▸ GIVEN INSTRUCTION: Could you update these lines so that "plush toy" becomes "stuffed animal", with everything else left unchanged?

--- SUPPLIED MATERIAL ---

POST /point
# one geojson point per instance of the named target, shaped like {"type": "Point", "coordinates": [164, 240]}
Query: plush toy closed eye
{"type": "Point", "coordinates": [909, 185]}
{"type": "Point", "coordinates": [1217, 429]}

---

▸ THE RESPONSE:
POST /point
# one geojson point per instance of the named target, shaped like {"type": "Point", "coordinates": [164, 240]}
Query: stuffed animal closed eye
{"type": "Point", "coordinates": [909, 185]}
{"type": "Point", "coordinates": [1217, 429]}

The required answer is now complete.